Excerpts of labeled region data:
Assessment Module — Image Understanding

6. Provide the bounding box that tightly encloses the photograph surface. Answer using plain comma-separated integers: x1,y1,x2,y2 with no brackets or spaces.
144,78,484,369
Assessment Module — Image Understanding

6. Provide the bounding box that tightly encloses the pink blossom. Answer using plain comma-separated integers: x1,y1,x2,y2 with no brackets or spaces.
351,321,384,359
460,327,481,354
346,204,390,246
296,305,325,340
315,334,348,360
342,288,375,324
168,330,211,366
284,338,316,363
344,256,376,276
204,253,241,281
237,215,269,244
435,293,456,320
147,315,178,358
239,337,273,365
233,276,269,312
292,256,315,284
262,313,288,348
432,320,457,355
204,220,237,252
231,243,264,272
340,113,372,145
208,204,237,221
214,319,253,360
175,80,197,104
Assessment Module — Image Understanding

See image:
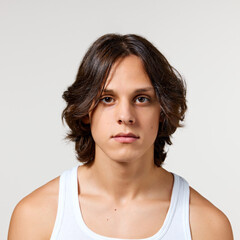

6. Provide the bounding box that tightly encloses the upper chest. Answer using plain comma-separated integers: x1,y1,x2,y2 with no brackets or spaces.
79,195,170,238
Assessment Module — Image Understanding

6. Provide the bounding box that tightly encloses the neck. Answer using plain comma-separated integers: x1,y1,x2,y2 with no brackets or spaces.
83,147,163,204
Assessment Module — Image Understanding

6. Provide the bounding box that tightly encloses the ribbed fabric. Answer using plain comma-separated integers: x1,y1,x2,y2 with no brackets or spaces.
50,166,191,240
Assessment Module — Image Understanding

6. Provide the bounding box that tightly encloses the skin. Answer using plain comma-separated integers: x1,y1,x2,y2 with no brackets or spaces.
8,56,233,240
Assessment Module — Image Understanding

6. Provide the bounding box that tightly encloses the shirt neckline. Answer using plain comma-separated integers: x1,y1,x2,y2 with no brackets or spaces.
71,166,180,240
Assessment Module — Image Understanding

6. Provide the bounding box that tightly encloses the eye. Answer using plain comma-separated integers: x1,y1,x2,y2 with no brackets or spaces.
137,97,150,103
100,97,113,103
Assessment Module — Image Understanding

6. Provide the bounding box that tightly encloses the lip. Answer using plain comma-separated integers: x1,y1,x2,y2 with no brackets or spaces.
113,132,139,138
113,133,139,143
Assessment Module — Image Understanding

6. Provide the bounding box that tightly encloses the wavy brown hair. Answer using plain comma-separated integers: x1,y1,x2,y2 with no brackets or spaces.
62,34,187,167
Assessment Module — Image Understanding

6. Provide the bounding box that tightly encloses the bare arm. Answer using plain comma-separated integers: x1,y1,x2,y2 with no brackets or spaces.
190,188,233,240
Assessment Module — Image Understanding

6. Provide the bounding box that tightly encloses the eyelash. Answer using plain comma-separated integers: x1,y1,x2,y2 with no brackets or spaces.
100,96,150,104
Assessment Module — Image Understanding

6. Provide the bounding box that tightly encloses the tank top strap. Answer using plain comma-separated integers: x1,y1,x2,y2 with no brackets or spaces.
50,165,78,240
169,173,192,240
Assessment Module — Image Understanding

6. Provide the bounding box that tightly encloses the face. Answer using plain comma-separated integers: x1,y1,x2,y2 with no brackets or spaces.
87,55,160,162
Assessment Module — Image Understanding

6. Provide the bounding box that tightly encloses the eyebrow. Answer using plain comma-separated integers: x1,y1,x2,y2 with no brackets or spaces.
103,87,154,94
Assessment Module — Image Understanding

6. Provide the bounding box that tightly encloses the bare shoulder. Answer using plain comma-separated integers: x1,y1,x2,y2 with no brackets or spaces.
190,187,233,240
8,176,60,240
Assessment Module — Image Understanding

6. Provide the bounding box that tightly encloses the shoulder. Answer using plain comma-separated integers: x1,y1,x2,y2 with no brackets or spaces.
190,187,233,240
8,176,60,240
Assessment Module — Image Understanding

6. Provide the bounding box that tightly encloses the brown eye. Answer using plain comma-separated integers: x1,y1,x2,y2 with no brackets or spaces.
137,97,150,103
100,97,113,103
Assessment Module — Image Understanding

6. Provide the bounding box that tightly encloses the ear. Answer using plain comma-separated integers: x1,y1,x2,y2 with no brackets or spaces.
82,115,90,124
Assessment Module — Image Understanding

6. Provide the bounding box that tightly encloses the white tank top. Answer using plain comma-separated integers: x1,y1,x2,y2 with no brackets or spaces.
50,166,191,240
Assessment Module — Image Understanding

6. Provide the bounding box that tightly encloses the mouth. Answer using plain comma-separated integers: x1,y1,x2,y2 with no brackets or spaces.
112,133,139,143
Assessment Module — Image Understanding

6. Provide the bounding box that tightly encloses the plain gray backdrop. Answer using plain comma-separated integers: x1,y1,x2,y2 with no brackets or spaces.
0,0,240,239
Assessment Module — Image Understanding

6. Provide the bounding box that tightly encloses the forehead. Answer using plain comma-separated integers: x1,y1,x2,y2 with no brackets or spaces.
104,55,154,91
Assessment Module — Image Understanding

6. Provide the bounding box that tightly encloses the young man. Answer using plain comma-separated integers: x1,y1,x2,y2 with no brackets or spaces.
8,34,233,240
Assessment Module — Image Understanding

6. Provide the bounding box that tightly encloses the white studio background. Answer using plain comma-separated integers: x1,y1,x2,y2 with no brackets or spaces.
0,0,240,239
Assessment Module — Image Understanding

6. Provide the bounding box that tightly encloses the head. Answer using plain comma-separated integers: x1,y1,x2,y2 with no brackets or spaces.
62,34,187,167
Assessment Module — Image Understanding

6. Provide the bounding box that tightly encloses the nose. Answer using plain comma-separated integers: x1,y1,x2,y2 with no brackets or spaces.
116,101,135,125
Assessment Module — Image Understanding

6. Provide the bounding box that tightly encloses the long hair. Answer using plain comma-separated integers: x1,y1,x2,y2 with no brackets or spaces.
62,34,187,167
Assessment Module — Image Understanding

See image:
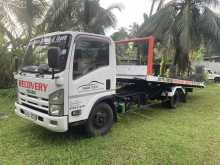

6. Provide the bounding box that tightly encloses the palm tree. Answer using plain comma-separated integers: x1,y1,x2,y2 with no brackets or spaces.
43,0,121,34
0,0,47,43
139,0,220,73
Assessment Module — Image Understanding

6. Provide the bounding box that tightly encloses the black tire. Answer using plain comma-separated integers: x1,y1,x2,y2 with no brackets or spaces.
169,91,180,109
180,92,187,103
85,103,114,136
162,91,180,109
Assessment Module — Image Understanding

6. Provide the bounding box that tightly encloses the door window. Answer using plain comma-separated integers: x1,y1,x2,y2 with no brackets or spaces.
73,38,109,79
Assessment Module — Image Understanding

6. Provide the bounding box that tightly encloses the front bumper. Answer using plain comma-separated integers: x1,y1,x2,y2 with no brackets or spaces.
15,103,68,132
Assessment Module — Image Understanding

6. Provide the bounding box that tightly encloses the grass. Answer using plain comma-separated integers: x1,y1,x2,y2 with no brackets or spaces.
0,85,220,165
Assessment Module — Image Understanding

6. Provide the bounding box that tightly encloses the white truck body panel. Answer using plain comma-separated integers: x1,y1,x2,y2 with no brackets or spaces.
15,32,204,132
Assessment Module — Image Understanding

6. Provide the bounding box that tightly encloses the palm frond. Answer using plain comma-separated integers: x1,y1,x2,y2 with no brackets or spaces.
193,0,219,7
138,6,176,38
198,7,220,43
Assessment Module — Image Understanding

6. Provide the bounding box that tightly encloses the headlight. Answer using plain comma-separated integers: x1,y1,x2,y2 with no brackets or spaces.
49,89,64,116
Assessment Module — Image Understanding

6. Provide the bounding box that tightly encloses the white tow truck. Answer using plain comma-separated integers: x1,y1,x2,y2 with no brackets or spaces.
14,31,204,136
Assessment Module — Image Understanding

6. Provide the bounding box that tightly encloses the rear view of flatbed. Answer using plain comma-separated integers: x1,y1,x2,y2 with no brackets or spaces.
116,37,205,108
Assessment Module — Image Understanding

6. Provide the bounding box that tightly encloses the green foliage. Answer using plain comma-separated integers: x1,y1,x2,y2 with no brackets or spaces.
139,0,220,74
0,85,220,165
42,0,121,34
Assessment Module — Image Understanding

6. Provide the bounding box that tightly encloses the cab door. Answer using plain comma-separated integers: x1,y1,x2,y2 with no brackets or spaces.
69,35,116,122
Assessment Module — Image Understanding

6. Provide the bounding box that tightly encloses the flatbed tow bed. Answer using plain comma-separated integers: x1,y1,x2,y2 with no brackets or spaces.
14,31,205,136
115,37,205,108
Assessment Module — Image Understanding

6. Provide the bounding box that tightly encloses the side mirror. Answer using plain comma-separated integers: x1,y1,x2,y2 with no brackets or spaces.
15,58,19,72
47,47,61,69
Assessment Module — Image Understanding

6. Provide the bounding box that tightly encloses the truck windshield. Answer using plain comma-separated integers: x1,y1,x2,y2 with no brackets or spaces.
21,34,71,74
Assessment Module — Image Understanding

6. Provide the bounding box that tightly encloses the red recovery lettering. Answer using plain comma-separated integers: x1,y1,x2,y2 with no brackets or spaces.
18,80,48,92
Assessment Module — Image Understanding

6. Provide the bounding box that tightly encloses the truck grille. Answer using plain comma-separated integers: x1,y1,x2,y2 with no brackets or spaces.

[WRITTEN INSTRUCTION]: Arrange everything from the start of the records above down to and including the line containing "144,78,484,369" as a JSON list of strings, with one string per line and blank lines left out.

[THE OUTPUT]:
[
  "Assessment Module — Image Understanding",
  "6. Provide the bounding box that tightly encloses the photograph surface. Answer using plain comma-separated integers: x1,y1,x2,y2 with no brackets or spaces.",
  "144,78,484,369"
]